(LISTED RECORDS begins)

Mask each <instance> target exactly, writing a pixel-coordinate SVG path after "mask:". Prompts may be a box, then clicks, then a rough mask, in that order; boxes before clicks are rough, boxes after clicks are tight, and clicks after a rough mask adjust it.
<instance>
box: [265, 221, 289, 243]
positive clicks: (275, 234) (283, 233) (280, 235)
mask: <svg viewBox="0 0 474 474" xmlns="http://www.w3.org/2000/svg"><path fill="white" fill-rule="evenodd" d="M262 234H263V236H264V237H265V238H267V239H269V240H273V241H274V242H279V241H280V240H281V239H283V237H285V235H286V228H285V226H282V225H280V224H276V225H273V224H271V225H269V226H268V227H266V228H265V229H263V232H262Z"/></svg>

(LISTED RECORDS ends)
(LISTED RECORDS begins)

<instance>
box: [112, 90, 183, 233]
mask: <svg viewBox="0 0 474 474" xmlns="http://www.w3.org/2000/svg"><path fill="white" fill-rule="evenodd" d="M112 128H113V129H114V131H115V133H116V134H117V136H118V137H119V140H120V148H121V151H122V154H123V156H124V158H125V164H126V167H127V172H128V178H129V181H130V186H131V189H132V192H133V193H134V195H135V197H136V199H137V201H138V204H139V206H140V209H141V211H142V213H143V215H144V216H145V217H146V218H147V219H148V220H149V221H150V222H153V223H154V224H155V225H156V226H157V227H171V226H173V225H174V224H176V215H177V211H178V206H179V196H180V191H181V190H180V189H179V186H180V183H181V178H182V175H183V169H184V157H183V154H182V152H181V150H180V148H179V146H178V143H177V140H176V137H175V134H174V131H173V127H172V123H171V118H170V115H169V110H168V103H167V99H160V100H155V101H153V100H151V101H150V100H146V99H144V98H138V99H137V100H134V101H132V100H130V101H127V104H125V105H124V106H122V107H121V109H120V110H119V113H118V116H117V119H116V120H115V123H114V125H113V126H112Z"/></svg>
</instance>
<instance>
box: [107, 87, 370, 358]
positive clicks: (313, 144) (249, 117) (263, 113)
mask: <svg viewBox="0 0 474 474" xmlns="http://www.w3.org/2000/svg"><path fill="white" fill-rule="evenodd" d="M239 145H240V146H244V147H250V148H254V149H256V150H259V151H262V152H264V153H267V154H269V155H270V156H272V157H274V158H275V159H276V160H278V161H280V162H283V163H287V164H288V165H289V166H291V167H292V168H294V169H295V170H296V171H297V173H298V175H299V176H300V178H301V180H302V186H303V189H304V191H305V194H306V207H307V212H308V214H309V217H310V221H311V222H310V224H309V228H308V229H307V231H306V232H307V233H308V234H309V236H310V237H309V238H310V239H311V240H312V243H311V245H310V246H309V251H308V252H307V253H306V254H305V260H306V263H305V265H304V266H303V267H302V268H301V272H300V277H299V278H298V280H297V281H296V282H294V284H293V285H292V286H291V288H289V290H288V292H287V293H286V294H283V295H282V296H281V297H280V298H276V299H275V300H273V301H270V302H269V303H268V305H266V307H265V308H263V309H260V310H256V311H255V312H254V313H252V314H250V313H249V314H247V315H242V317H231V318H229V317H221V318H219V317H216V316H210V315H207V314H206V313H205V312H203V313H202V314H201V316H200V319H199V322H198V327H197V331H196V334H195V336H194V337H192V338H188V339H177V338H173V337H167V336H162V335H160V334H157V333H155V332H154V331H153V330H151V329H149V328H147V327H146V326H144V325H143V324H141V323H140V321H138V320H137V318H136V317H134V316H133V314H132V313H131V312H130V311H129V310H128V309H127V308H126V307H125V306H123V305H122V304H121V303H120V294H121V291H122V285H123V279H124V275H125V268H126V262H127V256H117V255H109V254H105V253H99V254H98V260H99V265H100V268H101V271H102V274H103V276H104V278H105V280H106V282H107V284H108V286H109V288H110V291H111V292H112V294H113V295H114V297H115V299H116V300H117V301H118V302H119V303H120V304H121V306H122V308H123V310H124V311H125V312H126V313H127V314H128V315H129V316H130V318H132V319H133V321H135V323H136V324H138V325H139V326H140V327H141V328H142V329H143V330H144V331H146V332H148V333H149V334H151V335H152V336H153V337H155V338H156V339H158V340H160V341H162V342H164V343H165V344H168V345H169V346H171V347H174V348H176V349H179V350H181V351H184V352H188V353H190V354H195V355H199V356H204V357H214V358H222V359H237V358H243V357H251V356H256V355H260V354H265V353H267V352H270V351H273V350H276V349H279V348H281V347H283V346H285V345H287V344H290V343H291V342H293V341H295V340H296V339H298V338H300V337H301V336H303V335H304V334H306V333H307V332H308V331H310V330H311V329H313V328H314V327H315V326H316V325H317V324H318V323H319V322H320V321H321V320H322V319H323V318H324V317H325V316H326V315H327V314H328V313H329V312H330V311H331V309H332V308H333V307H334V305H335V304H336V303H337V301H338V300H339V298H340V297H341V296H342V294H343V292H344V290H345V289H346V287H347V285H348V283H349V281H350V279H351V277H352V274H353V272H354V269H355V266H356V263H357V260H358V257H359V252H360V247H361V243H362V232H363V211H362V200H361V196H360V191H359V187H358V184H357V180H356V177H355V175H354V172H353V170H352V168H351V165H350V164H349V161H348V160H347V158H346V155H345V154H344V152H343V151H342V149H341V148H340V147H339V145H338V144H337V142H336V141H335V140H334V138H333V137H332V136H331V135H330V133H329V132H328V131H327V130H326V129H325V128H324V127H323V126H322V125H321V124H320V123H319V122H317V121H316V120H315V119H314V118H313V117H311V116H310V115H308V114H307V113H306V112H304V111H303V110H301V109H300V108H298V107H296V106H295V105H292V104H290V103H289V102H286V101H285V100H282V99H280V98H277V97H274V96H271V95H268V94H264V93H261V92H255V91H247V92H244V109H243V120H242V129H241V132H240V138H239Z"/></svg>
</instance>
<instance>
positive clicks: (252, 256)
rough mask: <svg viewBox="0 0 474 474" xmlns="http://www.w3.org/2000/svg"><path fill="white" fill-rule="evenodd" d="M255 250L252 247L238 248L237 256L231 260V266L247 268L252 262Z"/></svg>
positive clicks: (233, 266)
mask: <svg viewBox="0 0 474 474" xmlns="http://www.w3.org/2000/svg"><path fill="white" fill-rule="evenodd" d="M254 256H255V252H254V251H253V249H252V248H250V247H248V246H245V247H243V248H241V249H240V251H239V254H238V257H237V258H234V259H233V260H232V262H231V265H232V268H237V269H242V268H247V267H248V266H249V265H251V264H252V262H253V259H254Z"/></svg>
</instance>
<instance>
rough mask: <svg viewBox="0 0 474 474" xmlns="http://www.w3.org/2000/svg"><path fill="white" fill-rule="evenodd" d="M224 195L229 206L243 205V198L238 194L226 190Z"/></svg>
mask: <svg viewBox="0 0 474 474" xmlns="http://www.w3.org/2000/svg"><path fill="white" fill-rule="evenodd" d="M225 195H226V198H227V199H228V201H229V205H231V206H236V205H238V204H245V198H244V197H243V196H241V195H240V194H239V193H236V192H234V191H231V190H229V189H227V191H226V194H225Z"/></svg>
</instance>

(LISTED RECORDS ends)

* EXERCISE GOAL
Retype the data verbatim, beginning with the line containing "Mask each <instance>" and ending after the line containing "positive clicks: (275, 234)".

* WRITTEN SOLUTION
Mask each <instance> target exactly, writing a pixel-coordinate SVG path after "mask:". Prompts may be a box, then clicks, then a rough mask, in that order; boxes before clicks are rough, boxes after clicks are tight, and clicks after a rough mask adjust it.
<instance>
box: [265, 221, 289, 243]
positive clicks: (275, 234) (283, 233) (280, 235)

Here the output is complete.